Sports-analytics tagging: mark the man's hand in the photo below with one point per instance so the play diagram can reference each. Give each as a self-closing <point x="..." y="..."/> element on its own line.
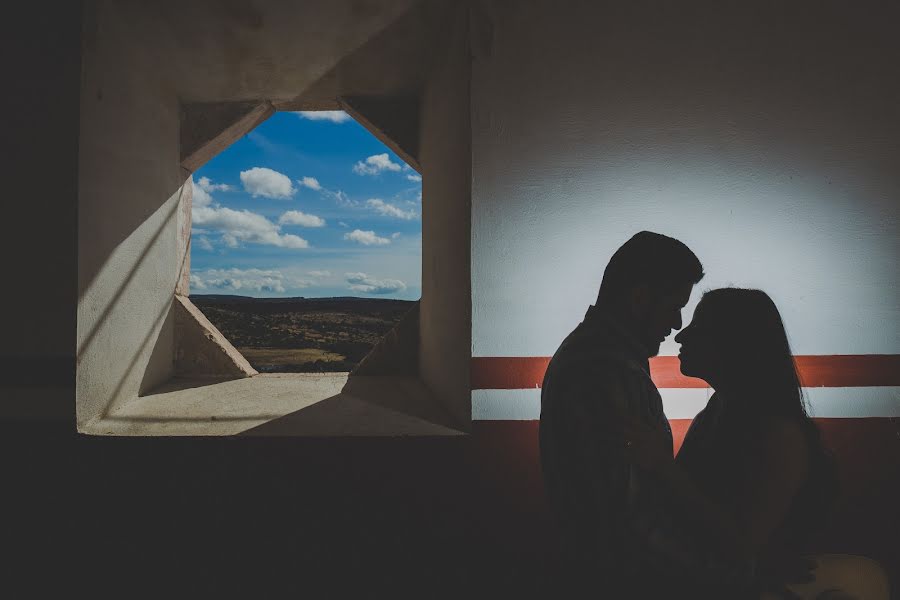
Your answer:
<point x="647" y="447"/>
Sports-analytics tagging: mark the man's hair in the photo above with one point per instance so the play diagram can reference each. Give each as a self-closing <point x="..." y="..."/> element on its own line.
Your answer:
<point x="650" y="258"/>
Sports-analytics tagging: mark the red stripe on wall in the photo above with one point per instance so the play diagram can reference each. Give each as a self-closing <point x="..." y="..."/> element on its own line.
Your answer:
<point x="845" y="370"/>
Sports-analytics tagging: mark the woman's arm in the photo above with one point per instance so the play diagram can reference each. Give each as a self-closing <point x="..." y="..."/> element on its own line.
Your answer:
<point x="763" y="499"/>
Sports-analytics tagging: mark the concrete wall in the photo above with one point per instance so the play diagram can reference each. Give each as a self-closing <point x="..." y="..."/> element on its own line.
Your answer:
<point x="445" y="308"/>
<point x="763" y="135"/>
<point x="40" y="165"/>
<point x="130" y="187"/>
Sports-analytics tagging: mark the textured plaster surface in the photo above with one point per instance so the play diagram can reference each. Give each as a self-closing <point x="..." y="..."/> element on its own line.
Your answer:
<point x="141" y="65"/>
<point x="187" y="406"/>
<point x="445" y="325"/>
<point x="765" y="140"/>
<point x="293" y="404"/>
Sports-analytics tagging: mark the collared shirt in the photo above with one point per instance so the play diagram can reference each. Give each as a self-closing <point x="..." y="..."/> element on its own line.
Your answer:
<point x="615" y="519"/>
<point x="599" y="374"/>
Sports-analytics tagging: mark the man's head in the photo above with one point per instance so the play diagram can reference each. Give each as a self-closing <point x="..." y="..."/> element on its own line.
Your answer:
<point x="648" y="281"/>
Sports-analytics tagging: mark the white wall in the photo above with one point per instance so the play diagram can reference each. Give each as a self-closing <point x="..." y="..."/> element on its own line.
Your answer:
<point x="129" y="192"/>
<point x="767" y="138"/>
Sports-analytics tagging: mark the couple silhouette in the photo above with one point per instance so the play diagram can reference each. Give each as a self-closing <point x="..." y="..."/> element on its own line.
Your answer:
<point x="734" y="513"/>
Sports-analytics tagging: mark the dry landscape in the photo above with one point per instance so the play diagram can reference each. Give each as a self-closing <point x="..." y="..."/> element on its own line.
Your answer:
<point x="302" y="335"/>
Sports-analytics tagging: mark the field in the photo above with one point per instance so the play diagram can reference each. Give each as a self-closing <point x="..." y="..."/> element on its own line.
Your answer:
<point x="302" y="335"/>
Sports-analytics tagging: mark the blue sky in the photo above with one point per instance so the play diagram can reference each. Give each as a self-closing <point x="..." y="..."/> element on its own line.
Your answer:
<point x="307" y="204"/>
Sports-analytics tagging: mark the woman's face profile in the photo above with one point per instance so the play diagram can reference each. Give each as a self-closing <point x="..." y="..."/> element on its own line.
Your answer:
<point x="699" y="354"/>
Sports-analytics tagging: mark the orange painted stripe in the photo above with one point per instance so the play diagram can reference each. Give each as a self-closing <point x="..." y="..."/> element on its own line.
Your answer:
<point x="845" y="370"/>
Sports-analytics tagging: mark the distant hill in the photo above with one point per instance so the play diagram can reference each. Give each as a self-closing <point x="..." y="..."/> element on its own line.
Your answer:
<point x="302" y="334"/>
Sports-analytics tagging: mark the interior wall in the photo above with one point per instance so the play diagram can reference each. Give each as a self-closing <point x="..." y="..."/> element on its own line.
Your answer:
<point x="763" y="135"/>
<point x="40" y="137"/>
<point x="445" y="308"/>
<point x="130" y="189"/>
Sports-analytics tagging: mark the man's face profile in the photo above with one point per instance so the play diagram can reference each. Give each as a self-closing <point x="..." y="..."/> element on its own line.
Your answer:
<point x="658" y="312"/>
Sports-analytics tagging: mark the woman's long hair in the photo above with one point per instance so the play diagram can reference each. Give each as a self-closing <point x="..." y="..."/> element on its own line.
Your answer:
<point x="757" y="360"/>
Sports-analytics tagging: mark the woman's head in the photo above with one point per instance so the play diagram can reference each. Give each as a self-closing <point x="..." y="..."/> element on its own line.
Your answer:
<point x="737" y="340"/>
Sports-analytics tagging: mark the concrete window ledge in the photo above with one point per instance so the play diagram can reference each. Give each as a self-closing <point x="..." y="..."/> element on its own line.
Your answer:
<point x="283" y="404"/>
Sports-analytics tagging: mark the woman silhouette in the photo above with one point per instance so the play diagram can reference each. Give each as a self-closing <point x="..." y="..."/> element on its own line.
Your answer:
<point x="752" y="482"/>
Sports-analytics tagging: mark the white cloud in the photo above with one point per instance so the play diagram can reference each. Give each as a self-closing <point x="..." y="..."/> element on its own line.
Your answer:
<point x="375" y="164"/>
<point x="200" y="197"/>
<point x="208" y="186"/>
<point x="295" y="217"/>
<point x="335" y="116"/>
<point x="340" y="197"/>
<point x="366" y="238"/>
<point x="389" y="210"/>
<point x="360" y="282"/>
<point x="310" y="182"/>
<point x="260" y="181"/>
<point x="246" y="280"/>
<point x="244" y="226"/>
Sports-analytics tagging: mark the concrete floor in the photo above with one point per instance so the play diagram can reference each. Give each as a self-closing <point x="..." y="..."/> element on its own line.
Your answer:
<point x="281" y="404"/>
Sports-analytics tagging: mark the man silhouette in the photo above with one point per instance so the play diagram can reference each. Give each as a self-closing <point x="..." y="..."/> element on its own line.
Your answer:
<point x="597" y="380"/>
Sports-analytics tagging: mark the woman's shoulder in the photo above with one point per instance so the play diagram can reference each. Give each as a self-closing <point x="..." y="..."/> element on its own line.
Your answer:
<point x="782" y="442"/>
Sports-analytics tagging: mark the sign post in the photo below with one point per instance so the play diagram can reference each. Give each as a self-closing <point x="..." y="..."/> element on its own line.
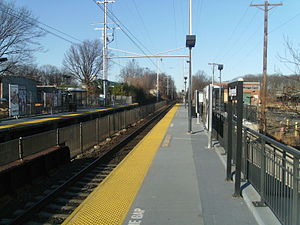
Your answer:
<point x="235" y="95"/>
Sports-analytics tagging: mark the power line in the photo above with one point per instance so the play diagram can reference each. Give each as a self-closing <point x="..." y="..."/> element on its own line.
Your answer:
<point x="241" y="35"/>
<point x="286" y="22"/>
<point x="142" y="20"/>
<point x="127" y="32"/>
<point x="15" y="14"/>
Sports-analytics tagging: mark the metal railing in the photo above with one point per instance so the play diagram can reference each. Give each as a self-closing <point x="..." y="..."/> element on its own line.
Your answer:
<point x="271" y="167"/>
<point x="79" y="137"/>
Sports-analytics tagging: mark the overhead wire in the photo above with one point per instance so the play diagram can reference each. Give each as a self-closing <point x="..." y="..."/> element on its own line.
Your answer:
<point x="175" y="23"/>
<point x="15" y="14"/>
<point x="234" y="43"/>
<point x="127" y="32"/>
<point x="143" y="22"/>
<point x="284" y="23"/>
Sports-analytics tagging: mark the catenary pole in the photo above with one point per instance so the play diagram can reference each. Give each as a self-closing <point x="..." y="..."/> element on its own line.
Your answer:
<point x="266" y="7"/>
<point x="190" y="73"/>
· · · · · · ·
• _DESCRIPTION OF THE TASK_
Can you repeat every record above exactly, apart from the pictures?

• _RESPONSE FOR THIS EXERCISE_
Sports-analytics tagging: mark the man's hand in the photo below with one point per instance so the play diagram can reference each. Give each as a self-closing <point x="..." y="..."/> element on its own line.
Your answer:
<point x="647" y="447"/>
Sports-analytics tagging: mark the man's hair in the photo above with one point per instance so the play diagram can reference each. Give each as a self-closing <point x="..." y="..."/> element on its own line.
Your answer:
<point x="650" y="258"/>
Sports-analytics tagging: mark the red stripe on wall in the photo above with one point per instance so the play diagram can reference each. Give each as a self-closing <point x="..." y="..."/> element on its own line.
Your answer:
<point x="845" y="370"/>
Sports-analytics tagging: mark the woman's arm in the photo above with one point per instance so the play diagram can reference each. Give each as a self-closing <point x="..." y="..."/> element on its own line.
Your answer:
<point x="763" y="499"/>
Sports-analytics tagging: mark the concrete wall in the photo above with one point per instance so the play diagram can reference each. Give each as a self-closing <point x="..." y="..."/> element on its own line.
Your answer:
<point x="445" y="308"/>
<point x="763" y="135"/>
<point x="40" y="165"/>
<point x="130" y="187"/>
Sports-analytics tagging: mark the textured plaster surface in the photo above with one point per instance so the play diagram can reference each. Give each as a self-closing <point x="..." y="..."/> element on its own line.
Your answer:
<point x="141" y="65"/>
<point x="187" y="406"/>
<point x="445" y="325"/>
<point x="765" y="140"/>
<point x="293" y="404"/>
Sports-analytics tagging: mark the collared shirt in the photo above with one point per instance so the play diagram can reference each. Give each as a self-closing <point x="..." y="..."/> element on its own line.
Your answer:
<point x="615" y="519"/>
<point x="599" y="374"/>
Sports-analytics tagging: mark the man's head in the photo above with one point per instance so the play diagram can reference each. Give each as a self-closing <point x="..." y="..."/> element on its own line.
Your answer:
<point x="648" y="281"/>
Sports-analytics tagging: mark the white wall in the photo above with one point per instance so the play diagram can reference each. Give each as a self-closing <point x="..." y="..."/> element on its own line.
Your answer:
<point x="129" y="192"/>
<point x="767" y="138"/>
Sports-analytics tagging: mark the couple silhouette in the photo above with one point per instance so the play diagram can reference each. Give each as a self-closing <point x="..." y="..."/> element on its own line.
Your answer:
<point x="734" y="513"/>
Sports-analytics tagging: mark the dry landscape in the photo above with one point per instance so the play diagram can reference each. Give each as a self-closing <point x="..." y="..."/> element on its own line.
Your answer:
<point x="302" y="335"/>
Sports-analytics tagging: mark the field in the photo above with one point per instance so the play diagram can reference each. Give each as a self-closing <point x="..." y="..."/> element on its own line.
Your answer:
<point x="302" y="335"/>
Sports-analytics tagging: mark the blue sky in the photo above with one point per instance so the play diagram can reference each. Give each as a self-closing <point x="..." y="..."/> element on its own line.
Your answer:
<point x="307" y="204"/>
Sports-analytics tagging: mark the woman's face profile in the photo above with one point per instance so the play diagram can reference each. Give each as a self-closing <point x="..." y="..."/> element on its own line.
Your answer:
<point x="699" y="354"/>
Sports-analytics tagging: mark the orange painted stripe in the photo above with one point per instance so the play diagram can reference each. Give each as a self-closing <point x="..." y="..."/> element on its own line.
Your answer:
<point x="845" y="370"/>
Sports-analytics tagging: mark the distant hill in the photo above with one point per instance so the play diagram can reference each. Give each as a self-closing <point x="..." y="..."/> element on its own line.
Your answer:
<point x="302" y="334"/>
Sports-analytics tagging: mark the interior wall in the photo above with one point per instance so the play diagram can reference each. Give each as a self-closing <point x="..." y="..."/> element on its own line.
Your answer:
<point x="763" y="135"/>
<point x="40" y="137"/>
<point x="445" y="308"/>
<point x="130" y="189"/>
Sports-analytics tagging: mark the man's face profile in the photo above with one point per instance so the play diagram can reference each. Give each as a self-closing <point x="..." y="..."/> element on its own line.
Your answer:
<point x="658" y="312"/>
Sports-analytics tagging: mark the woman's long hair in the photo above with one point per instance so the play diagram can reference each. Give each as a self-closing <point x="..." y="..."/> element on its own line.
Your answer:
<point x="757" y="360"/>
Sports-analytics tagging: mark the woman's head in the photo above with one point per instance so the play diagram can reference each. Give each as a self-closing <point x="..." y="..."/> element on its own line.
Your answer:
<point x="737" y="340"/>
Sports-analytics tagging: mark the concrete window ledge in the photo above with one point per instance so the play diagram can reference each. Give each as a self-closing <point x="..." y="..."/> element on its own line.
Your answer:
<point x="283" y="404"/>
Sports-analytics tagging: mark the woman silhouette in the photo above with one point per instance so the play diagram can reference each. Give each as a self-closing <point x="..." y="..."/> element on its own line.
Your answer:
<point x="752" y="482"/>
Sports-analytics tagging: mark the white cloud in the photo above with one point per instance so the play diagram can reference each. Give each as a self-closing <point x="..." y="..."/> element on its own line.
Your answer:
<point x="375" y="164"/>
<point x="200" y="197"/>
<point x="208" y="186"/>
<point x="295" y="217"/>
<point x="335" y="116"/>
<point x="340" y="197"/>
<point x="366" y="238"/>
<point x="389" y="210"/>
<point x="360" y="282"/>
<point x="310" y="182"/>
<point x="260" y="181"/>
<point x="246" y="280"/>
<point x="244" y="226"/>
Sports-analytics tagging: mark the concrete floor in the photo above with one point per instance so the play diagram can reference each. Give each as a self-closing <point x="..." y="..."/> element on its own line.
Your answer:
<point x="281" y="404"/>
Sports-analytics tagging: mark the man silhouette in the photo above with one point per instance so the play diagram can reference each. Give each as a self-closing <point x="..." y="..."/> element on its own line.
Your answer:
<point x="597" y="380"/>
Sports-analytics tagging: mark the woman's shoulder in the photo above with one point per instance so the play diagram can reference each. Give each as a self-closing <point x="..." y="..."/> element on its own line.
Your answer:
<point x="782" y="442"/>
Sports-analytics tagging: mark the sign post in the photo below with one point per instance so the play diagram can reference each. Give each as a self-closing <point x="..." y="..."/> element on its own line.
Your answer:
<point x="235" y="95"/>
Sports-analytics tagging: mark the power line in the photo above with one point per instance so the play diagram can reference each. Give each as a self-closing <point x="..." y="..."/> element on its own line.
Your answer:
<point x="241" y="35"/>
<point x="286" y="22"/>
<point x="142" y="20"/>
<point x="127" y="32"/>
<point x="15" y="14"/>
Sports-analytics tagging: mark the metal railing in the photo above with one point per instance so the play diagram can reference each. Give each as a self-closing <point x="..." y="..."/> element on its own line.
Your answer:
<point x="271" y="167"/>
<point x="79" y="137"/>
Sports-analytics tagging: mark the overhead wire in the photo above with one point per instance so the play diagram can reference each. Give each as a self-closing <point x="..." y="..."/> element on its own line.
Your answer:
<point x="175" y="23"/>
<point x="15" y="14"/>
<point x="234" y="43"/>
<point x="127" y="32"/>
<point x="143" y="22"/>
<point x="284" y="23"/>
Sports-analytics tagging: mark the catenary pole in the photo above with one point per instance so the play diagram can reference each. Give each as a self-closing <point x="..." y="..."/> element on its own line.
Your answer:
<point x="266" y="7"/>
<point x="190" y="73"/>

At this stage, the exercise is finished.